### Your goal
Report back every line from the entries below in which the word "strap" occurs.

### Exercise data
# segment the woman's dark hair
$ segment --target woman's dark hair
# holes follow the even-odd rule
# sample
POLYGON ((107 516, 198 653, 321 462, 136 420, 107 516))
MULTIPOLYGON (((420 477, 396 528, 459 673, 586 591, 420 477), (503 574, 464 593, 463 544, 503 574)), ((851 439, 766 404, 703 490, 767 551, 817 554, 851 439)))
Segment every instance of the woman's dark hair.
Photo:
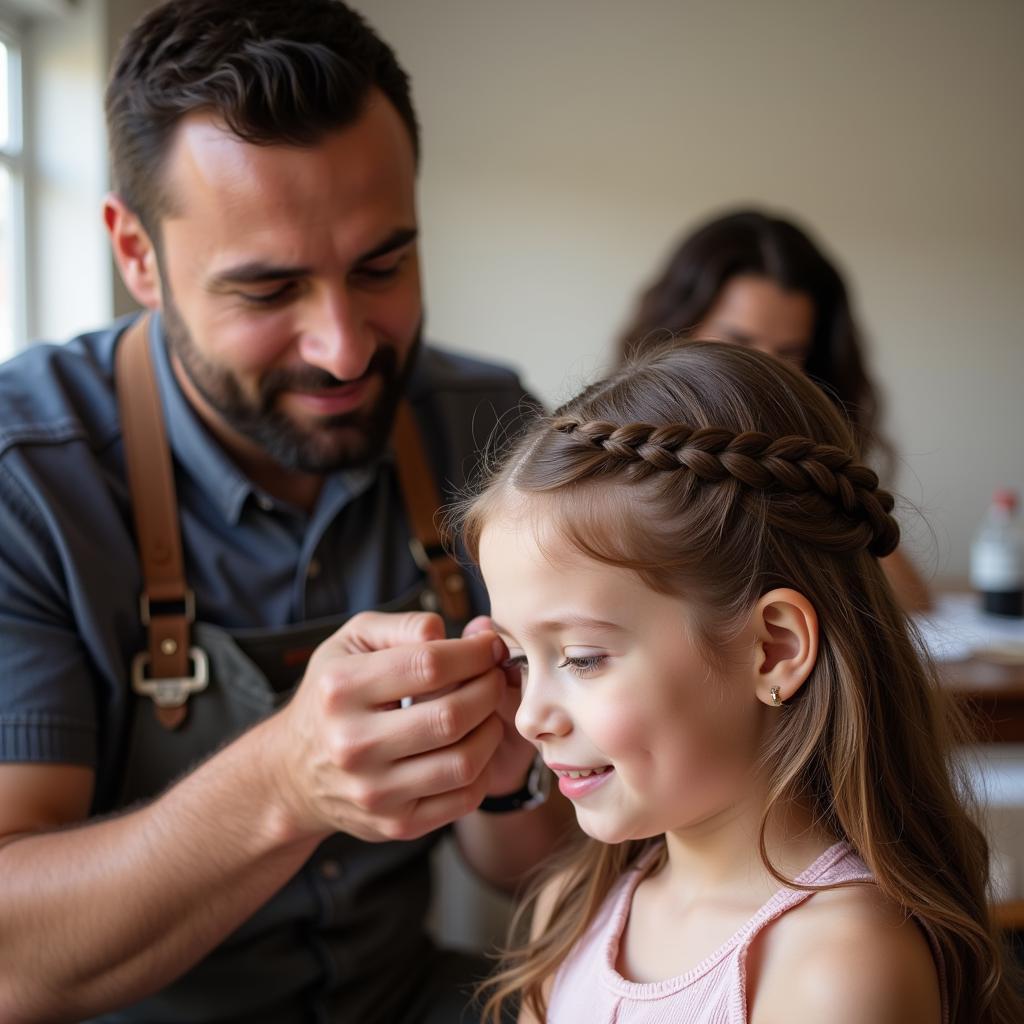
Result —
POLYGON ((666 332, 692 336, 725 285, 740 274, 810 296, 814 334, 804 372, 845 414, 861 453, 880 452, 890 469, 892 448, 878 434, 879 396, 865 367, 846 285, 820 246, 790 220, 738 210, 687 235, 641 294, 619 341, 620 359, 664 341, 666 332))
POLYGON ((419 153, 409 78, 338 0, 169 0, 125 37, 107 84, 114 187, 158 238, 163 165, 183 117, 208 112, 256 145, 316 144, 355 121, 372 90, 419 153))

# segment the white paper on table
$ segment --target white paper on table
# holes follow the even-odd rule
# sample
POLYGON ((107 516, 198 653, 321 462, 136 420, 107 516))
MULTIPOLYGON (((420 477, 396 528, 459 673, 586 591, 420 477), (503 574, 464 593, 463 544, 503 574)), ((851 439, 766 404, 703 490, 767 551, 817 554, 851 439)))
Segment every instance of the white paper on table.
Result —
POLYGON ((936 661, 963 661, 986 653, 1024 662, 1024 619, 987 615, 977 594, 939 594, 935 607, 915 615, 928 653, 936 661))
MULTIPOLYGON (((1014 652, 1024 662, 1024 619, 986 615, 977 594, 939 594, 935 607, 915 615, 928 653, 936 661, 999 656, 1014 652)), ((979 824, 990 844, 991 895, 1024 898, 1024 745, 988 743, 961 751, 979 824)))
POLYGON ((960 751, 979 824, 989 841, 992 896, 1024 898, 1024 745, 986 743, 960 751))

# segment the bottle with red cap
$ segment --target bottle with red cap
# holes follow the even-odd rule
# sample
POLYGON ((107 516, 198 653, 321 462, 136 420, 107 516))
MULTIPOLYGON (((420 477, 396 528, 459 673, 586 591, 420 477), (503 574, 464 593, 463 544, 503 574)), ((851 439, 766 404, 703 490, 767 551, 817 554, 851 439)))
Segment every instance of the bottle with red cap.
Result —
POLYGON ((971 545, 971 586, 992 615, 1024 616, 1024 523, 1015 491, 1001 489, 971 545))

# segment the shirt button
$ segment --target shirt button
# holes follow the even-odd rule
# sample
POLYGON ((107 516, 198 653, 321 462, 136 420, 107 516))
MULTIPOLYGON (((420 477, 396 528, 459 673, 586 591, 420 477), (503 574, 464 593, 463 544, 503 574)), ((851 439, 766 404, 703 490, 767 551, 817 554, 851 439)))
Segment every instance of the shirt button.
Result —
POLYGON ((320 877, 328 882, 336 882, 341 878, 341 865, 336 860, 325 860, 320 864, 320 877))
POLYGON ((311 579, 315 580, 320 575, 320 571, 323 566, 315 559, 309 560, 309 565, 306 567, 306 575, 311 579))
POLYGON ((261 494, 256 498, 256 504, 259 505, 264 512, 274 511, 274 503, 264 494, 261 494))

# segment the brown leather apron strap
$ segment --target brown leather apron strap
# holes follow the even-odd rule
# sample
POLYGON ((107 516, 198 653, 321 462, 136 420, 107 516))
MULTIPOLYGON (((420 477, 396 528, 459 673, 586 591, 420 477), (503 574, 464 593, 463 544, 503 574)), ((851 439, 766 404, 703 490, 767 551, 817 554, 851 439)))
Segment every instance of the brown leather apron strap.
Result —
POLYGON ((185 719, 188 695, 206 685, 205 659, 190 647, 195 602, 185 581, 178 503, 170 447, 148 341, 149 317, 122 335, 115 378, 131 492, 135 538, 142 563, 140 614, 148 649, 132 664, 132 686, 154 700, 169 729, 185 719))
POLYGON ((427 574, 441 614, 449 621, 465 622, 469 618, 466 578, 441 541, 436 522, 441 498, 412 408, 405 400, 398 403, 393 440, 398 460, 398 483, 413 533, 409 541, 413 558, 427 574))
MULTIPOLYGON (((190 646, 195 600, 185 578, 174 473, 148 324, 148 316, 136 320, 122 335, 115 355, 125 465, 142 564, 140 611, 148 631, 148 649, 132 663, 132 687, 151 696, 157 717, 174 729, 185 719, 189 694, 206 686, 207 663, 203 652, 190 646)), ((441 541, 435 522, 440 496, 406 401, 399 403, 393 436, 402 500, 413 532, 413 557, 427 574, 445 618, 465 622, 466 580, 441 541)))

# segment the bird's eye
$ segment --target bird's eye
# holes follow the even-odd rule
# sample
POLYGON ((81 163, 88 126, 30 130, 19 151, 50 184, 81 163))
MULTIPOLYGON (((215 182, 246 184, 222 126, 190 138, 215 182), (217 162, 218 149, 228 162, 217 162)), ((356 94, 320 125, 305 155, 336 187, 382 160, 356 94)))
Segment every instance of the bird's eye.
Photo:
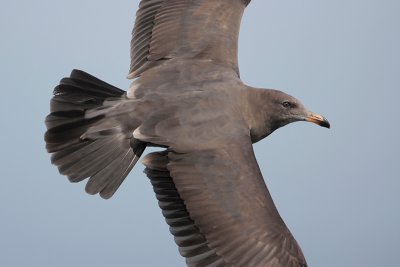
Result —
POLYGON ((284 101, 284 102, 282 102, 282 106, 284 108, 291 108, 293 105, 289 101, 284 101))

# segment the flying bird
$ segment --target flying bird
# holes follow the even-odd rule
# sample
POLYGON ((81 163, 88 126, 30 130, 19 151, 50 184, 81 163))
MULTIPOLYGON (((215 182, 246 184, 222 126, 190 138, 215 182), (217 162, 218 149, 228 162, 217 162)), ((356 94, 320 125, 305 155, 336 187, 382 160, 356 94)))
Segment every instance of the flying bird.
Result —
POLYGON ((143 158, 188 266, 305 267, 252 144, 296 121, 329 128, 278 90, 242 83, 240 21, 250 0, 142 0, 132 84, 73 70, 54 89, 46 149, 71 182, 108 199, 143 158))

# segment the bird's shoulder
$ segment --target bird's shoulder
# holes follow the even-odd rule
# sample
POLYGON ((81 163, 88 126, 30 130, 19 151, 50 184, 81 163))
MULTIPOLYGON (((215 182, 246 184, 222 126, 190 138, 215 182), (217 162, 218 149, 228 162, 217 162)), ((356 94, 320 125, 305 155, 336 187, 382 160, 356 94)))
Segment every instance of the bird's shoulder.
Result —
POLYGON ((143 73, 132 83, 127 95, 144 98, 160 94, 170 100, 187 92, 209 91, 216 96, 227 91, 233 95, 243 88, 245 85, 235 71, 213 60, 171 59, 143 73))

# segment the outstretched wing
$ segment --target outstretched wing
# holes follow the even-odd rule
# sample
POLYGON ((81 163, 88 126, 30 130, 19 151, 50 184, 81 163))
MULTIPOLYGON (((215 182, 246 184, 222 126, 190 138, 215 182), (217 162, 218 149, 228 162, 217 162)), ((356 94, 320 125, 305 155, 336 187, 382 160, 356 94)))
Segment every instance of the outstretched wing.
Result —
POLYGON ((189 266, 307 266, 276 210, 249 137, 215 149, 153 155, 145 164, 161 171, 148 175, 189 266), (173 181, 176 190, 163 181, 173 181))
POLYGON ((210 59, 235 69, 240 21, 250 0, 142 0, 129 78, 172 58, 210 59))
POLYGON ((186 258, 189 267, 223 267, 227 263, 215 253, 205 236, 200 232, 179 196, 175 184, 167 169, 168 152, 148 154, 143 163, 145 173, 150 178, 154 192, 179 252, 186 258))

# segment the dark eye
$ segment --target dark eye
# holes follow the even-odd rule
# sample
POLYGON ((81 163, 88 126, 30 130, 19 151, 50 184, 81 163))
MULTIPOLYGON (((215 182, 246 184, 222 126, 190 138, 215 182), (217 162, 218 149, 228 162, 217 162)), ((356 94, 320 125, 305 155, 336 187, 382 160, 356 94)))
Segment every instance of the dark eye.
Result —
POLYGON ((291 108, 291 107, 293 107, 292 103, 290 103, 289 101, 284 101, 284 102, 282 102, 282 106, 283 106, 284 108, 291 108))

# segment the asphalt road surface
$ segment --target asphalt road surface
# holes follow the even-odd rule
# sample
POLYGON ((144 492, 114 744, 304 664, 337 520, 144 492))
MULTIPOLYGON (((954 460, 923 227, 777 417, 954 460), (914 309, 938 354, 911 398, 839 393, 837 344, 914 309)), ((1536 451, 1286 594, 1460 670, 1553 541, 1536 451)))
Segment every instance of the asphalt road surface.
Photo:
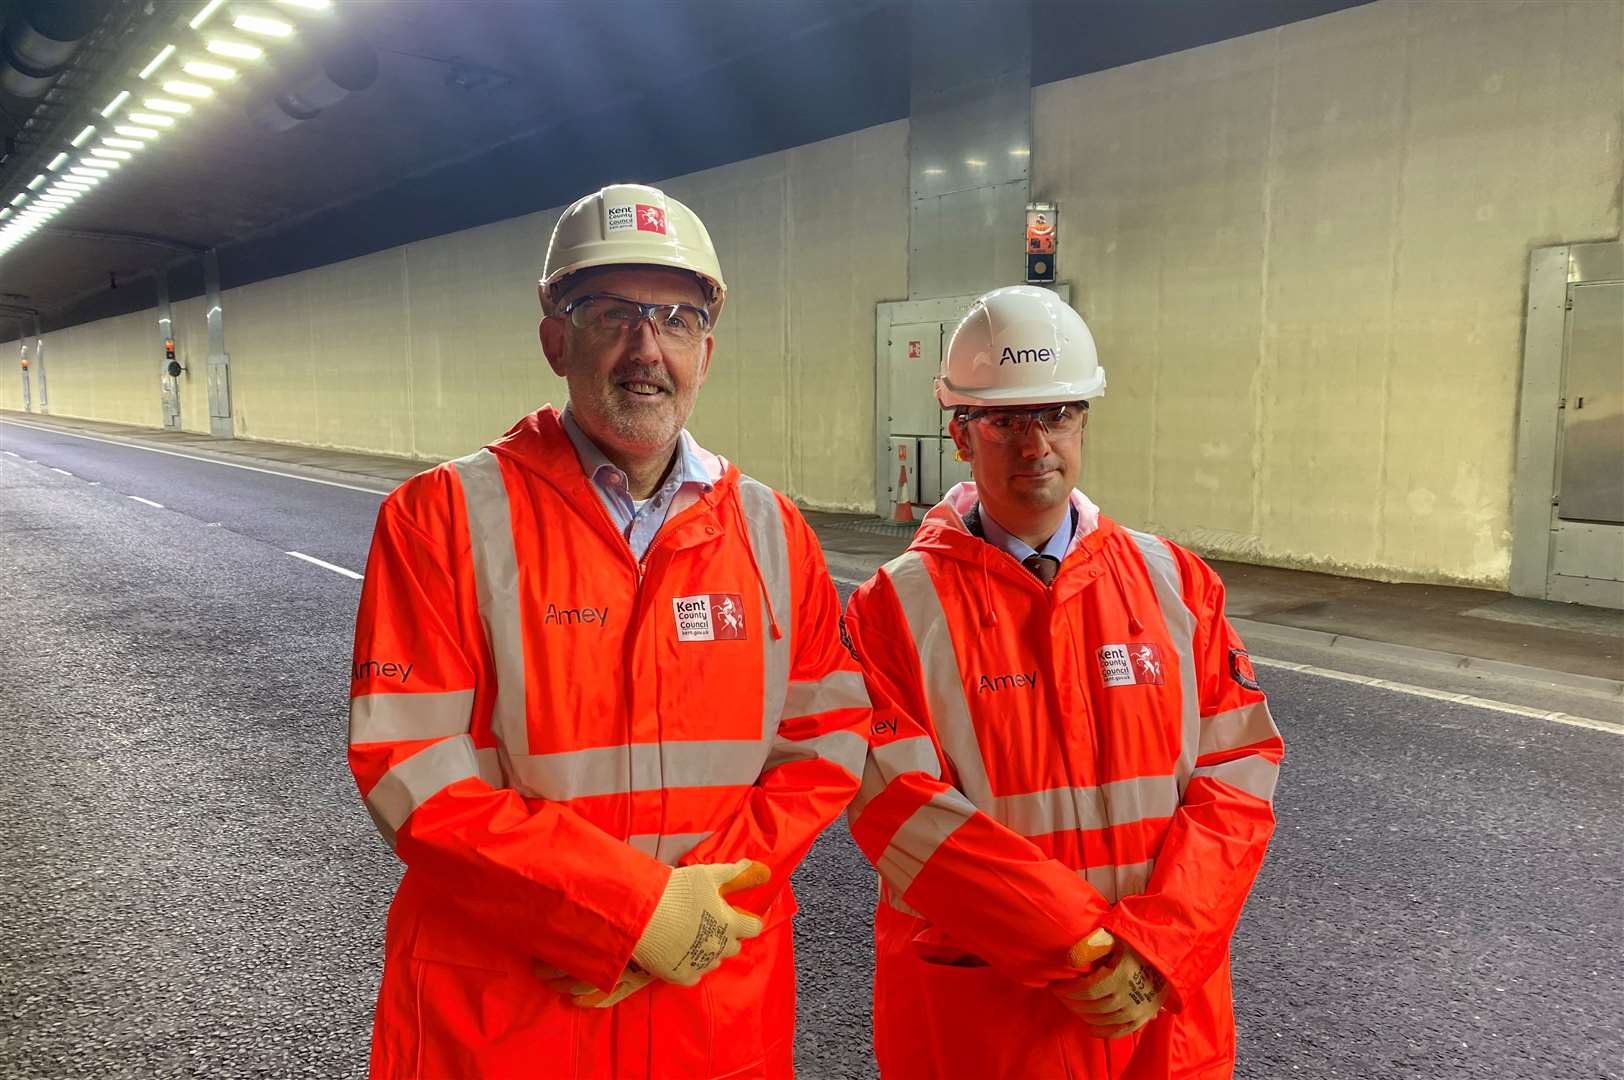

### Response to this task
# segment the brown leather apron strap
$ segment --target brown leather apron strap
Segment every instance of the brown leather apron strap.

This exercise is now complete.